[Records from a collection]
┌──

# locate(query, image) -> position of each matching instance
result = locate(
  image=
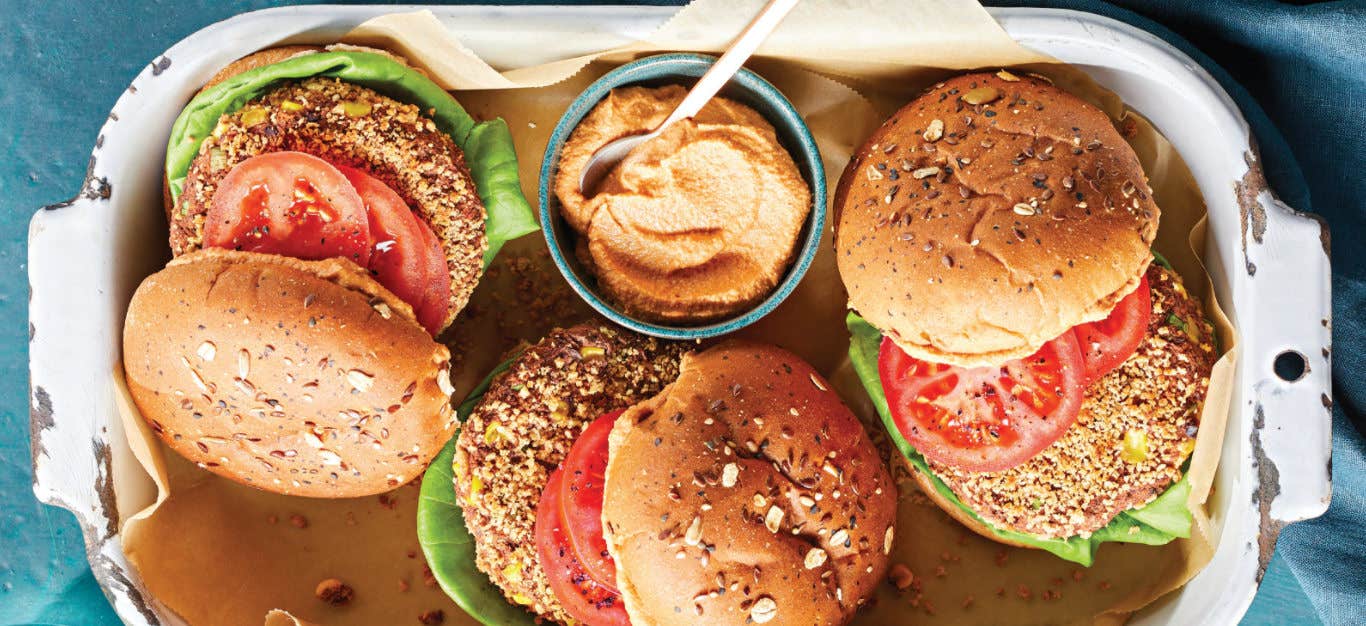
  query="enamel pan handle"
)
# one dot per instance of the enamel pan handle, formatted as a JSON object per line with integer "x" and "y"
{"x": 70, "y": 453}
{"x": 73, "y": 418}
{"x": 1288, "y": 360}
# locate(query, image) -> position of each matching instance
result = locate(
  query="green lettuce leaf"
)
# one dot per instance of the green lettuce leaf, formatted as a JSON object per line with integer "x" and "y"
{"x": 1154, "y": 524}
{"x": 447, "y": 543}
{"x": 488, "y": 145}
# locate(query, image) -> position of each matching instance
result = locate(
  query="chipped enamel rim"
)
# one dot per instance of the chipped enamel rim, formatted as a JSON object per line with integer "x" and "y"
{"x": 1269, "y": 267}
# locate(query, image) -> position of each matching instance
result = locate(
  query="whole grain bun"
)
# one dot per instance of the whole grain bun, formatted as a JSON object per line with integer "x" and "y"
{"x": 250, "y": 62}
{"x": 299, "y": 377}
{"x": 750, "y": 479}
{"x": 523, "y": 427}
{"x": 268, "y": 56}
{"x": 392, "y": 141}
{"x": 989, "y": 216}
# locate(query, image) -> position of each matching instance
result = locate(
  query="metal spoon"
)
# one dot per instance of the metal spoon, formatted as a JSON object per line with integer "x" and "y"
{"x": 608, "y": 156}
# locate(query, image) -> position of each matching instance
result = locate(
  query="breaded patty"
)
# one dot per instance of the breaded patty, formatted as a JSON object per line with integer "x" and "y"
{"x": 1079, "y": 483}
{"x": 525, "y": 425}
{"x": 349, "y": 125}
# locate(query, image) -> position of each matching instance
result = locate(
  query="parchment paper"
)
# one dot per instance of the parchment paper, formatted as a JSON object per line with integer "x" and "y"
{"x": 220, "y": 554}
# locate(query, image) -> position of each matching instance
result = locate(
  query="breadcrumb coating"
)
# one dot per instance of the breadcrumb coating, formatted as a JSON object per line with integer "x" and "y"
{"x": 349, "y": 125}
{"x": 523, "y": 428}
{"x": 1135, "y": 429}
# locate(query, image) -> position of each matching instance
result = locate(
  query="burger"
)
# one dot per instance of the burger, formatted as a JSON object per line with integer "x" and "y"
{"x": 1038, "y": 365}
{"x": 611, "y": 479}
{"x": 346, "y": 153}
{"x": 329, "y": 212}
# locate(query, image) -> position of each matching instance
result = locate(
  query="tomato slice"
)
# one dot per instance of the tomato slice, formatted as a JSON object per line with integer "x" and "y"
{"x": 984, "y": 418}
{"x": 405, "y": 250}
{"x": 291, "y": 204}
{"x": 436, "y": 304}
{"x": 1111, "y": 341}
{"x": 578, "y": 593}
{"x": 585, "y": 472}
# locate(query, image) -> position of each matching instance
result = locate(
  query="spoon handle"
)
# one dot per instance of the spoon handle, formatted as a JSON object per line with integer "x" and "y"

└──

◆ The task
Except for the pictures, set down all of the records exactly as they are.

◆ Result for this exercise
# locate(query, image) -> position of each matching instance
result = locate(
  image=
  query="enamel pan handle"
)
# one dot per instance of the enamel pan handle, formatted as a JSON object per line with integer "x" and "y"
{"x": 70, "y": 453}
{"x": 73, "y": 418}
{"x": 1288, "y": 360}
# locate(query, image) -> position of each matching instance
result = locate(
  query="green lettuce leaf"
)
# one dot per instance of the green lettuce leaf, formatted as a JSON object per line with integer "x" and "y"
{"x": 1154, "y": 524}
{"x": 447, "y": 543}
{"x": 488, "y": 145}
# locate(query, image) -> position of each matching instance
result = locate(
  query="chipped enamel rim"
)
# one dot per instance of the chipped enamel rim, formatted as a JSON object per line with integer "x" and "y"
{"x": 1269, "y": 267}
# locate(query, image) -> position of each matching instance
result = locate(
  query="whole grain bun"
)
# one dot per instance of the whole grain bun, formatted as a JSON object per line with integer "x" and "y"
{"x": 250, "y": 62}
{"x": 299, "y": 377}
{"x": 750, "y": 479}
{"x": 523, "y": 427}
{"x": 268, "y": 56}
{"x": 392, "y": 141}
{"x": 989, "y": 216}
# locate(query, image) -> position of each matching instance
result = locate(
  query="metal spoon"
)
# one dot per instance of the metal spoon, formatted as a JSON object per line with integer "x" and "y"
{"x": 608, "y": 156}
# locate(query, image) -> position of each matching instance
result = locate(
  query="breaded patty"
)
# one dot per instance of the breaded patty, formatted as a JSON object per line with integer "x" and "y"
{"x": 1079, "y": 483}
{"x": 525, "y": 425}
{"x": 349, "y": 125}
# locate(query, image) -> position of each matching instance
result = locate(
  query="parchment paper"
)
# one dot per instance of the parchment paper, formatted as a JSON object per line with integer "x" and "y"
{"x": 220, "y": 554}
# locate(query, image) -> position of each matching instance
result = locate(
  query="breadcrumb coating"
)
# one dot per instance of the breadcrumb coating, formatted as a JSON object per line with integer "x" and "y"
{"x": 349, "y": 125}
{"x": 523, "y": 428}
{"x": 1135, "y": 429}
# locate(query, image) -> position of each matching instance
result = locate(
  query="burger"
)
# one dot per instance of the burger, formatted as a JSON object per line with integer "x" and "y"
{"x": 1038, "y": 365}
{"x": 611, "y": 479}
{"x": 346, "y": 153}
{"x": 329, "y": 212}
# locate(query, image) -> position of each matching instance
result = locate(
  query="tomato slice"
)
# one dot per instance of the tomato slice, formatted as a JSON object per line with integer "x" and "y"
{"x": 984, "y": 418}
{"x": 405, "y": 250}
{"x": 291, "y": 204}
{"x": 436, "y": 304}
{"x": 1111, "y": 341}
{"x": 578, "y": 593}
{"x": 585, "y": 472}
# locate(query, image) -> position of each matching instance
result = locate(
  query="spoon handle"
)
# one dot per instance of the spoon handle, formatted as a JSON object per line with integer "x" and "y"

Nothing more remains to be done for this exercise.